# Directions for this task
Which lines below include the string "billboard"? Please show each one.

# Data shown
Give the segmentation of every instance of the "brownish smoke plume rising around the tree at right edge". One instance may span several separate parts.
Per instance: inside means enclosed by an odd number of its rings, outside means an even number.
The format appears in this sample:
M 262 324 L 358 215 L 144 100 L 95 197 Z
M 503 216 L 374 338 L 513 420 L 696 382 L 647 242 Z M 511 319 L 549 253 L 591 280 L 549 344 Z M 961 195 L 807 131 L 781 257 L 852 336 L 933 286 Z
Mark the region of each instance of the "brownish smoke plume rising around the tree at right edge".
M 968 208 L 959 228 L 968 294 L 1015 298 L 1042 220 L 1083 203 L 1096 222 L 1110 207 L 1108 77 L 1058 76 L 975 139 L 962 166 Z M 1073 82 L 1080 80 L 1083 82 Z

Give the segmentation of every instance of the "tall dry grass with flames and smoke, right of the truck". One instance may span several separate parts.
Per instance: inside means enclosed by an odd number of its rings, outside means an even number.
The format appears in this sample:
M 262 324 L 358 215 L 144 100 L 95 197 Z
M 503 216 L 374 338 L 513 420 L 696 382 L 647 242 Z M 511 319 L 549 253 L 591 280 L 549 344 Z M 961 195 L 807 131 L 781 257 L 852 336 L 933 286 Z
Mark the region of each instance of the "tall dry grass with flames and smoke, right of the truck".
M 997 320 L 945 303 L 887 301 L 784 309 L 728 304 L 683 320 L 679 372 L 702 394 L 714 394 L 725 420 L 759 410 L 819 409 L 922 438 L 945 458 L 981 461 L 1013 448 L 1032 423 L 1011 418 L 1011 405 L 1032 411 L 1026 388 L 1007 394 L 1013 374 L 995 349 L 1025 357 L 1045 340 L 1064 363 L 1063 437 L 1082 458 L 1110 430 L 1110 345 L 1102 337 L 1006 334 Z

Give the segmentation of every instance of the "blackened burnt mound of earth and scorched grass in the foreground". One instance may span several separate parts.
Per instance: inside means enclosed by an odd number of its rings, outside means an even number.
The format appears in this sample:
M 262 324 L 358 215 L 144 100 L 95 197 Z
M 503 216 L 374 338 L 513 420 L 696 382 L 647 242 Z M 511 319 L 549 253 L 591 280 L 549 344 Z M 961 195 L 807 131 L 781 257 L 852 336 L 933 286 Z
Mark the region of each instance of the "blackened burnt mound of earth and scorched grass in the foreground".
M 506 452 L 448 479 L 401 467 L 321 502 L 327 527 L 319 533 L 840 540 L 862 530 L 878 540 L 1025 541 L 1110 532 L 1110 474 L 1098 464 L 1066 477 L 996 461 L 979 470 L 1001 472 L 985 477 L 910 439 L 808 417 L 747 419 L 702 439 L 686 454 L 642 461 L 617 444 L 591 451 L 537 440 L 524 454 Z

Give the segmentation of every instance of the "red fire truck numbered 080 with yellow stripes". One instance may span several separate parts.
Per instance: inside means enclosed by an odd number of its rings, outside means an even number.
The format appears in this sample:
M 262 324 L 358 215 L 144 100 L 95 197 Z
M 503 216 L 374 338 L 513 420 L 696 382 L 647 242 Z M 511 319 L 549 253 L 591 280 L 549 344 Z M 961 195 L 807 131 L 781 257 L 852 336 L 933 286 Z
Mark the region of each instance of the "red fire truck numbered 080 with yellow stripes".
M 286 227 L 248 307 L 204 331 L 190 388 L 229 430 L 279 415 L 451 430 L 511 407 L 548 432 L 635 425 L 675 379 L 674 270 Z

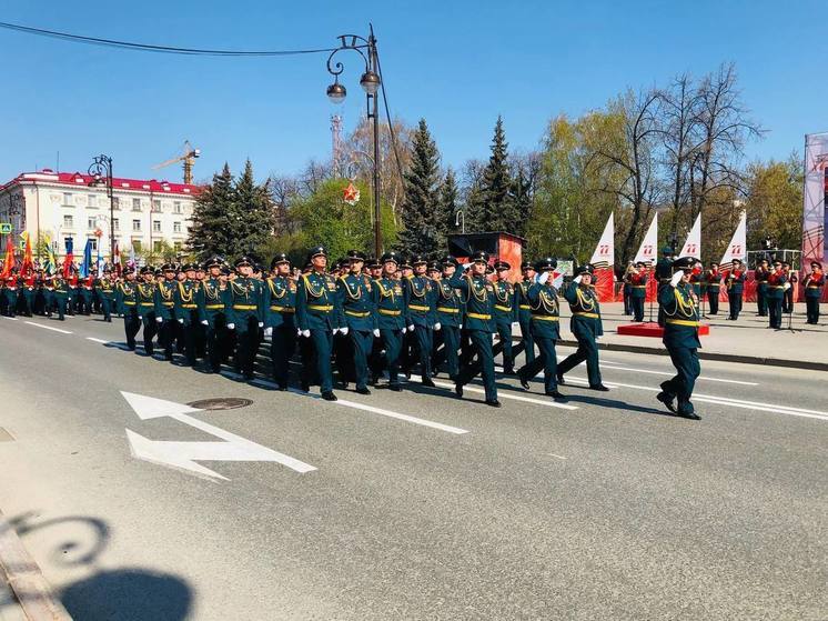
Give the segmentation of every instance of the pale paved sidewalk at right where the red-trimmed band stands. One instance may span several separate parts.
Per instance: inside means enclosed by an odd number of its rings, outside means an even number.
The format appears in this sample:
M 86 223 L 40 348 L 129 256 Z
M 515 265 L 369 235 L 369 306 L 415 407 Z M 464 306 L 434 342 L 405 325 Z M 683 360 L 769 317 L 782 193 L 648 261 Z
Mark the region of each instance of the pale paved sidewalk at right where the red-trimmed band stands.
M 824 304 L 825 309 L 825 304 Z M 828 310 L 828 309 L 825 309 Z M 667 354 L 662 339 L 649 337 L 620 337 L 618 325 L 632 323 L 633 318 L 623 314 L 624 304 L 612 302 L 600 306 L 604 320 L 604 337 L 598 340 L 600 349 Z M 710 334 L 701 337 L 699 357 L 707 360 L 725 360 L 749 364 L 771 364 L 828 371 L 828 317 L 820 318 L 819 325 L 805 322 L 805 304 L 794 308 L 794 331 L 787 330 L 788 315 L 782 317 L 781 331 L 768 328 L 767 317 L 756 317 L 756 303 L 746 303 L 738 321 L 727 321 L 728 306 L 719 304 L 715 317 L 703 319 L 710 325 Z M 654 304 L 653 319 L 657 318 L 658 307 Z M 561 308 L 562 344 L 575 344 L 569 331 L 569 307 Z M 644 320 L 649 320 L 649 304 L 645 308 Z M 519 334 L 519 330 L 516 331 Z

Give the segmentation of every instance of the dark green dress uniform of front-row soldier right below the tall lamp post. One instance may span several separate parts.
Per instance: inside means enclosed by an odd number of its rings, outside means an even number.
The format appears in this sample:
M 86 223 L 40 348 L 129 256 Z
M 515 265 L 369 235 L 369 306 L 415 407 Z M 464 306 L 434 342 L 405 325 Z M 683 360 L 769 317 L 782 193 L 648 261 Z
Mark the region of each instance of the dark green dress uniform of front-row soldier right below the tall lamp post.
M 383 257 L 383 262 L 387 257 Z M 380 338 L 385 350 L 385 365 L 388 369 L 388 388 L 400 390 L 400 353 L 403 350 L 403 334 L 408 325 L 405 293 L 398 280 L 387 277 L 374 280 L 373 292 Z M 375 377 L 382 372 L 380 363 L 381 360 L 377 359 L 377 367 L 373 369 Z

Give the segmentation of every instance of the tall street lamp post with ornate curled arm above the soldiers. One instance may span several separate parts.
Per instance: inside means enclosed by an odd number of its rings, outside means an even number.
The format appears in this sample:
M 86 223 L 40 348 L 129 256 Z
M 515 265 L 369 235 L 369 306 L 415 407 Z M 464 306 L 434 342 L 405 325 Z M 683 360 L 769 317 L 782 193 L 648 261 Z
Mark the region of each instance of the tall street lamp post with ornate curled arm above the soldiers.
M 340 47 L 327 57 L 327 72 L 334 77 L 334 82 L 327 87 L 327 98 L 333 103 L 342 103 L 347 91 L 340 83 L 340 74 L 344 71 L 341 62 L 333 62 L 334 57 L 342 50 L 354 50 L 365 61 L 365 72 L 360 78 L 360 86 L 365 91 L 368 120 L 373 120 L 374 129 L 374 253 L 382 254 L 382 227 L 380 212 L 380 102 L 378 91 L 381 87 L 378 57 L 376 54 L 376 39 L 374 27 L 370 27 L 368 38 L 359 34 L 340 34 Z

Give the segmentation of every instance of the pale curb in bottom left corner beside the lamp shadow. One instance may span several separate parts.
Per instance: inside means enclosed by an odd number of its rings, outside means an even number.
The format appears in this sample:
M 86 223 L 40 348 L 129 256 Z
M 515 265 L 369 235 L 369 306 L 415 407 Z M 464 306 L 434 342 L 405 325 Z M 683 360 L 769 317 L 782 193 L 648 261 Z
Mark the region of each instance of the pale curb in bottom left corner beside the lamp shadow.
M 0 511 L 0 572 L 11 588 L 23 618 L 29 621 L 71 621 L 54 599 L 38 563 Z

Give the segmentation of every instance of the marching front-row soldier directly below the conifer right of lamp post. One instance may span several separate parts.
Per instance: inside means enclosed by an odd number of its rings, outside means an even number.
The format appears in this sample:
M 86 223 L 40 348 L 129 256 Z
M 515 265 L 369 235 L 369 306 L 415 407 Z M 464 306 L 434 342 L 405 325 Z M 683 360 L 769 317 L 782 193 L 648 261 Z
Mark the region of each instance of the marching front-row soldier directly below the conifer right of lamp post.
M 427 261 L 422 254 L 412 258 L 414 273 L 403 279 L 403 291 L 407 307 L 408 332 L 412 334 L 413 345 L 420 355 L 420 372 L 423 385 L 434 388 L 432 380 L 432 349 L 434 347 L 434 330 L 440 330 L 440 322 L 435 321 L 435 293 L 432 281 L 425 276 Z M 410 367 L 414 361 L 410 354 Z M 408 369 L 406 369 L 407 374 Z

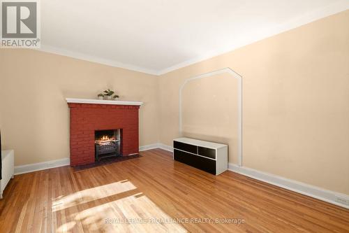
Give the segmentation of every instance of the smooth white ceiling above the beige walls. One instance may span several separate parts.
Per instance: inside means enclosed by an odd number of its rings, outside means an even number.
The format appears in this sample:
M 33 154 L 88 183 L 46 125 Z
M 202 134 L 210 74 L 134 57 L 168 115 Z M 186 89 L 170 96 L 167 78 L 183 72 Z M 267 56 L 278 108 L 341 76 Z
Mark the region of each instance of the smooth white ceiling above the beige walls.
M 40 50 L 161 74 L 349 8 L 349 0 L 43 0 Z

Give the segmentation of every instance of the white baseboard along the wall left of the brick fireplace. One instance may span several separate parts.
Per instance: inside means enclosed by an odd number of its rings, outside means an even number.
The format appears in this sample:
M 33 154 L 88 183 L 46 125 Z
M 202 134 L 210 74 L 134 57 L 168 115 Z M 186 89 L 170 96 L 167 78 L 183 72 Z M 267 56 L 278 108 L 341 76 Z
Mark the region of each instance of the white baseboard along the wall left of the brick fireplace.
M 22 166 L 15 166 L 15 175 L 28 173 L 31 171 L 40 171 L 55 167 L 63 167 L 70 164 L 69 158 L 64 158 L 61 160 L 50 160 L 47 162 L 38 162 L 36 164 L 26 164 Z

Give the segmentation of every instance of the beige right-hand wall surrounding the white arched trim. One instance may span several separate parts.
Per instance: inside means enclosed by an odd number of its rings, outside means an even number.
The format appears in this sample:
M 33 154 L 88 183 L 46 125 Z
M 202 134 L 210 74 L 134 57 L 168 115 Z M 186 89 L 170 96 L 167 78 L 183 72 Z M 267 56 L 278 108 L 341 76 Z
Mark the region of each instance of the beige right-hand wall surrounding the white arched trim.
M 179 136 L 184 80 L 230 67 L 243 78 L 244 167 L 349 194 L 348 22 L 349 10 L 161 76 L 161 143 L 170 146 Z M 235 94 L 228 83 L 205 91 Z M 205 130 L 200 125 L 191 133 Z M 205 138 L 234 141 L 234 134 Z M 232 156 L 230 162 L 237 163 Z

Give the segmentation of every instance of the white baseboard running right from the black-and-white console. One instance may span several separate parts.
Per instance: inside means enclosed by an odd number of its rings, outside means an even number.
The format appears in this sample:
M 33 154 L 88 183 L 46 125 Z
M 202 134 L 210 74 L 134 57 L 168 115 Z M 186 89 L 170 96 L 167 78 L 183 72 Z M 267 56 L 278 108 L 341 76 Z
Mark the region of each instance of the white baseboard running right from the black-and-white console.
M 228 170 L 234 171 L 238 174 L 242 174 L 244 176 L 248 176 L 251 178 L 255 178 L 258 181 L 263 181 L 265 183 L 270 183 L 272 185 L 279 186 L 281 188 L 285 188 L 287 190 L 291 190 L 294 192 L 301 193 L 302 195 L 306 195 L 309 197 L 313 197 L 316 199 L 320 199 L 324 202 L 329 202 L 331 204 L 335 204 L 337 206 L 344 207 L 349 209 L 349 204 L 341 204 L 336 202 L 337 198 L 347 199 L 349 200 L 349 195 L 345 195 L 340 192 L 334 192 L 330 190 L 325 190 L 323 188 L 319 188 L 317 186 L 308 185 L 306 183 L 302 183 L 299 181 L 293 181 L 288 178 L 283 178 L 281 176 L 276 176 L 273 174 L 268 174 L 263 171 L 258 171 L 255 169 L 250 169 L 247 167 L 239 167 L 237 164 L 228 164 Z

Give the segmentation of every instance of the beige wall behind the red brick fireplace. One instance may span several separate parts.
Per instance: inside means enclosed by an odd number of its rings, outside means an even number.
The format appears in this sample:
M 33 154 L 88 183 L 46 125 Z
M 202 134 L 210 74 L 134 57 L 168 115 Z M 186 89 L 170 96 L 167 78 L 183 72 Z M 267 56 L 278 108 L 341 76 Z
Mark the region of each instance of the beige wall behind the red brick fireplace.
M 0 50 L 3 143 L 15 165 L 69 157 L 66 97 L 96 98 L 111 87 L 143 101 L 140 146 L 158 141 L 158 77 L 36 50 Z

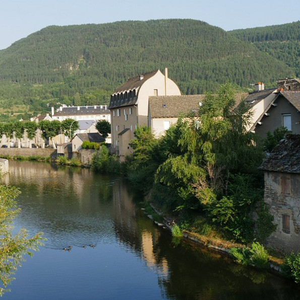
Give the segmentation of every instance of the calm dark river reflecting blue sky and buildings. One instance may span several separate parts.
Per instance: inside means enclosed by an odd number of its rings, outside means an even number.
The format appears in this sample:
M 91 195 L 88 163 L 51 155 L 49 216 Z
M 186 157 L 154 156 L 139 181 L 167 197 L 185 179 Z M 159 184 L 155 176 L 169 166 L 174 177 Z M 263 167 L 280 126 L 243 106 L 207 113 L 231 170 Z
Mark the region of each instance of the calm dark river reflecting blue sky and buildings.
M 16 230 L 47 238 L 4 299 L 300 299 L 279 277 L 172 241 L 122 178 L 10 161 L 3 182 L 22 191 Z

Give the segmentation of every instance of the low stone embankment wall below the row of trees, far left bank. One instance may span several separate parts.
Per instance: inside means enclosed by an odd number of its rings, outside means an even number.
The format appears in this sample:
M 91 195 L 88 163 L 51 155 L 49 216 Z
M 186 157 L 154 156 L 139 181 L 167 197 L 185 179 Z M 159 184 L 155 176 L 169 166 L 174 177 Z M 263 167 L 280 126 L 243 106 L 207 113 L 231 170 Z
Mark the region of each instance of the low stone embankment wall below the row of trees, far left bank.
M 0 148 L 0 155 L 9 156 L 50 156 L 56 157 L 56 149 L 42 149 L 42 148 Z

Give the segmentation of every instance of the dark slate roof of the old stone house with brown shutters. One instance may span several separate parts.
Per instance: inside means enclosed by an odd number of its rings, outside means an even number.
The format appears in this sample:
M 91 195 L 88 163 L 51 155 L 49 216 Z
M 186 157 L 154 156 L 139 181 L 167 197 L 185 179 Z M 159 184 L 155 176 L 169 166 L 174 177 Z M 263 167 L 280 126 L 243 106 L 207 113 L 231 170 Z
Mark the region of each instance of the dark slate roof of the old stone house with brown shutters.
M 300 173 L 300 135 L 287 135 L 263 161 L 259 169 Z

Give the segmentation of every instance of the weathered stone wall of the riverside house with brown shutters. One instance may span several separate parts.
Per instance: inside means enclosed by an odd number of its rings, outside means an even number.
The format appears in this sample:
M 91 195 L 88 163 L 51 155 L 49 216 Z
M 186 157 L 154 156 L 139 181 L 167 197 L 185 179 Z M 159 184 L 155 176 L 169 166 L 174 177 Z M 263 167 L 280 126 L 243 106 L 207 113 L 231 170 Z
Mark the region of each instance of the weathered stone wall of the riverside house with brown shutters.
M 282 178 L 287 178 L 288 188 L 283 188 Z M 285 253 L 300 251 L 299 197 L 300 174 L 265 171 L 264 199 L 277 225 L 266 240 L 268 246 Z M 289 218 L 289 232 L 284 232 L 283 215 Z

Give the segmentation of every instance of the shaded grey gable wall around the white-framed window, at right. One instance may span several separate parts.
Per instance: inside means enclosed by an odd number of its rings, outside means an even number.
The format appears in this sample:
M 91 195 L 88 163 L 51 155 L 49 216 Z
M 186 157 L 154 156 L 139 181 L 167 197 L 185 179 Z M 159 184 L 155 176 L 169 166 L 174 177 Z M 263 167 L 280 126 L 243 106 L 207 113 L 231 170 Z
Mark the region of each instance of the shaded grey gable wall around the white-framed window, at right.
M 300 113 L 296 108 L 290 104 L 283 96 L 279 96 L 274 102 L 277 106 L 271 106 L 268 110 L 269 116 L 264 116 L 261 119 L 262 125 L 257 125 L 255 132 L 262 138 L 267 137 L 267 132 L 273 131 L 280 126 L 283 126 L 283 114 L 291 114 L 291 132 L 292 134 L 300 134 L 300 124 L 296 124 L 300 121 Z

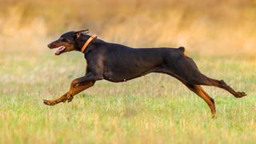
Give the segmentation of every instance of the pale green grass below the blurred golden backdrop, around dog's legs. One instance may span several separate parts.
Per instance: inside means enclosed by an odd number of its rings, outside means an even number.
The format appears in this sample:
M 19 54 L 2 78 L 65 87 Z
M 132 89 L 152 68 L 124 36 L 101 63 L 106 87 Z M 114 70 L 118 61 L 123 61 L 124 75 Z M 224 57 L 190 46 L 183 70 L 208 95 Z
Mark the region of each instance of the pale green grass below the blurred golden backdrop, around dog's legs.
M 206 75 L 249 94 L 234 98 L 204 87 L 216 102 L 212 119 L 201 98 L 164 74 L 96 82 L 70 103 L 45 106 L 43 98 L 64 94 L 86 66 L 82 54 L 51 52 L 1 52 L 0 143 L 255 142 L 255 58 L 192 54 Z

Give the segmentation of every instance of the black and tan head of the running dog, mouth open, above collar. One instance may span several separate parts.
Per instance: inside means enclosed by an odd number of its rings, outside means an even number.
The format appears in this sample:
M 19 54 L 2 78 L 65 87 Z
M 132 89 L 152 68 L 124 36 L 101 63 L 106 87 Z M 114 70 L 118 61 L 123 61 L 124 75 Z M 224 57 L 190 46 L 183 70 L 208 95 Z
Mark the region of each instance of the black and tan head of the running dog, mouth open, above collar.
M 79 30 L 79 31 L 70 31 L 65 34 L 62 34 L 60 38 L 58 38 L 54 42 L 50 42 L 48 47 L 50 49 L 58 48 L 55 52 L 55 55 L 59 55 L 62 53 L 66 53 L 73 50 L 78 50 L 77 40 L 82 34 L 87 34 L 89 30 Z

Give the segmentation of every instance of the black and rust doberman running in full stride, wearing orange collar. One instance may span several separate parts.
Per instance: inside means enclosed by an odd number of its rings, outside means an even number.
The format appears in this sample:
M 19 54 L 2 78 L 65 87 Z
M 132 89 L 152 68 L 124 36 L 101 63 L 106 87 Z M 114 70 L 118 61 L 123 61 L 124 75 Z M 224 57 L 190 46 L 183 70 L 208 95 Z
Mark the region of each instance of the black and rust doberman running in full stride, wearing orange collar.
M 233 94 L 235 98 L 246 96 L 245 92 L 233 90 L 223 80 L 206 77 L 192 58 L 184 54 L 185 48 L 131 48 L 120 44 L 104 42 L 88 30 L 70 31 L 51 42 L 50 49 L 58 48 L 56 55 L 69 51 L 81 51 L 86 58 L 86 74 L 71 82 L 70 90 L 54 100 L 43 100 L 53 106 L 59 102 L 71 102 L 75 94 L 94 86 L 96 81 L 126 82 L 150 73 L 169 74 L 177 78 L 195 94 L 198 94 L 215 115 L 214 99 L 200 85 L 217 86 Z

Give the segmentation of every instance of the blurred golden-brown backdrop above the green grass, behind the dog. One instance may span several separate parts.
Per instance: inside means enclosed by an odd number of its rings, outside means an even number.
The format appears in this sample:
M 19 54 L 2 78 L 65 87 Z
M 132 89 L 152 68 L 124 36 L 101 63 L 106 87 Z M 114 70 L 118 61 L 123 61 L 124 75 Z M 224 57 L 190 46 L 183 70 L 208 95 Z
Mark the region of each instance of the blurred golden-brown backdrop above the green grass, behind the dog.
M 42 52 L 68 30 L 134 47 L 255 57 L 255 0 L 0 0 L 0 51 Z M 0 60 L 1 62 L 1 60 Z

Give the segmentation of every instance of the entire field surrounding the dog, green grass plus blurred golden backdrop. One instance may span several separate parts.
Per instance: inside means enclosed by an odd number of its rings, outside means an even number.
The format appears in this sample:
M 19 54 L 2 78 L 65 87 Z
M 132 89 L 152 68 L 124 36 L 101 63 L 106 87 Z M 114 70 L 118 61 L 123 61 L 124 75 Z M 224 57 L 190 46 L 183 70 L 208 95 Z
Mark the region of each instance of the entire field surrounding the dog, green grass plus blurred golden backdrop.
M 255 143 L 254 0 L 0 0 L 0 144 Z M 199 69 L 248 96 L 215 87 L 217 118 L 196 94 L 164 74 L 96 82 L 70 103 L 45 106 L 85 74 L 78 52 L 46 45 L 90 29 L 127 46 L 185 46 Z

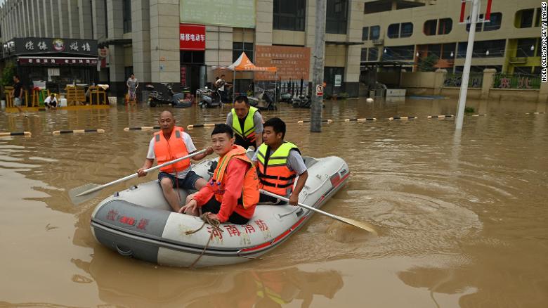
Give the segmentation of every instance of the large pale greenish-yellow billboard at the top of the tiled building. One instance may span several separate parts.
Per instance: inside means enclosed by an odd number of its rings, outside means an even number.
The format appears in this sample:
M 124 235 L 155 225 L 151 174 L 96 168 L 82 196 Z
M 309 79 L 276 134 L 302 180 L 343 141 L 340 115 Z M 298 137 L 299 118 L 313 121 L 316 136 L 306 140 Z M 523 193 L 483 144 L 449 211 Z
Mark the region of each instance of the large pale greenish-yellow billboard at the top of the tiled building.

# Your solution
Give the segmentation of every instance of the large pale greenish-yellow billboard at the top of the tiled building. One instance may span several separate parts.
Mark the region of each instance of the large pale greenish-yellow billboard at the top of the tiled building.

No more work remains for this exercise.